(Bounding-box entries)

■ ■ ■ ■ ■ ■ ■

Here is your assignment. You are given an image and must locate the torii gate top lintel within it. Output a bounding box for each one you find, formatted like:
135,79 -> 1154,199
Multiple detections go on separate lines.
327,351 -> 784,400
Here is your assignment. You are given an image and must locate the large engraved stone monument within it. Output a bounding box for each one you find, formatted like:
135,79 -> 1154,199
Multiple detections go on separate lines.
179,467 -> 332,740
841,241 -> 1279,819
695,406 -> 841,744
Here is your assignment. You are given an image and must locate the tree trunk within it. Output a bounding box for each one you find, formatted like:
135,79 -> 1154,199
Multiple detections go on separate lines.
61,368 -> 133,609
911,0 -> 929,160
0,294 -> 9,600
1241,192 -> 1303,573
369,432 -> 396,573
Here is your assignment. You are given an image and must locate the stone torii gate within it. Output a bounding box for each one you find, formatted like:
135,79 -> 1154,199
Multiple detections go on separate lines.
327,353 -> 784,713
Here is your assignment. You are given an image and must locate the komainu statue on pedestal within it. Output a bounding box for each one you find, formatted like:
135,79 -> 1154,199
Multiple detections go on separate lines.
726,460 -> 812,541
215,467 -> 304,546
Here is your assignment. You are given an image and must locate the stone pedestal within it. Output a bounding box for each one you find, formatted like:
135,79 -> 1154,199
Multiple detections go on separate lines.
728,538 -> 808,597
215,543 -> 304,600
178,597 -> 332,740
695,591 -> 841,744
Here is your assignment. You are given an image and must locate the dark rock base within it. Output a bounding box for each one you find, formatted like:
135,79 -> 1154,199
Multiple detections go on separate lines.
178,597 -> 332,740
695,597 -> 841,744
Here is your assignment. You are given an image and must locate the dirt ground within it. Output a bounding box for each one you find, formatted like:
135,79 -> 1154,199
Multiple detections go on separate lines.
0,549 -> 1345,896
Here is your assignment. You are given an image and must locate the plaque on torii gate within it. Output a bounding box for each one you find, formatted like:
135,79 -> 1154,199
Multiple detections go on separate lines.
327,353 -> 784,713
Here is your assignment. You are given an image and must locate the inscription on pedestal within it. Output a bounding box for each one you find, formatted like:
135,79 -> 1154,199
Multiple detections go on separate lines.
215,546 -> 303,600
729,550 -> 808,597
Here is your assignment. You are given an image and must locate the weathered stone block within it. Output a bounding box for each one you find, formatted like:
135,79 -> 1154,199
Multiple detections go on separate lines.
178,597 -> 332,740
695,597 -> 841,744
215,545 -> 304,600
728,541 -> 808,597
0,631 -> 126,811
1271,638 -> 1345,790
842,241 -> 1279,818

■ ■ ■ ■ ■ ■ ■

-- Request --
Repeat every entry above word for word, keeping each line the same as it stands.

-- Complete answer --
Here is your assignment. You are given an image and must locate the torii gate top lintel within it. Output a bounding box for each one you find, formatted like:
135,79 -> 1154,199
Multiple detections go on separate lines.
327,351 -> 784,400
Here is your assignment. You are given an image and must locate the large engraved stone monument within it. Output a bounding box for each one you find, formatted like:
135,79 -> 1154,199
Multiple detections go on separate lines.
179,467 -> 332,740
841,241 -> 1279,819
695,406 -> 841,744
Here is your assignment. You are given an image and must locate the tree trunk within it. Output a bounding box for each one you find, formatted like:
135,79 -> 1154,199
Multiple detections go on separate lines.
61,368 -> 133,609
911,0 -> 929,160
0,294 -> 9,600
1241,192 -> 1303,573
369,432 -> 396,573
Here is your assignment. You are given an image and must locate the stone torii gate within it. Output a bounding box for each one you find, formatted like:
135,79 -> 1154,199
Multiple detections go on separate lines.
327,353 -> 784,713
Here is your assignment. You are given an image and must locate the komainu statue on pedestal within it. Output a bounding box for each one you find, formatted like:
135,79 -> 1154,199
Multiple detections go on separate lines.
726,460 -> 812,541
215,467 -> 304,546
Here is your assignment. You are given an image and must locate the stone pedestal within it. Output a bounding box for each one you find, formatted like:
135,79 -> 1154,199
Multiple detections go on separate lines.
728,538 -> 808,597
215,543 -> 304,600
178,597 -> 332,740
695,591 -> 841,744
Here is your assignment. You are given an image and must locate the dark rock base within it. Output a bounding box for each one you find, formatted like:
135,79 -> 1154,199
Multiple detections go on separate lines.
178,597 -> 332,740
695,597 -> 841,744
Here is your assignment. You are given an image and must locate the dirt ground within it. Output a bounding box for each one you find, formatted like:
135,79 -> 1154,199
Multiple detections go on separate lines.
0,549 -> 1345,896
Here is your assignment. You are given an image and must locate the plaque on torii gate within it. Output a bounding box for each one you find, formatted like:
135,79 -> 1154,199
Multiple detections go on separate lines.
327,353 -> 784,713
Here is your assignment. You are given an image and must locate the inscription on pedestal within it. Output a bounding box for each one you find, formatted like:
135,79 -> 1154,199
Multiple detections go on separate lines.
215,546 -> 303,600
729,550 -> 808,597
Here is your assignment. You are given an image and must locate the weathered stone block within it. Output a bounding box for each one you find, formatted like:
135,79 -> 1154,199
Multiple detections go on separate lines.
178,597 -> 332,740
695,597 -> 841,744
215,545 -> 304,600
728,541 -> 808,597
0,631 -> 126,811
1271,638 -> 1345,790
842,241 -> 1279,818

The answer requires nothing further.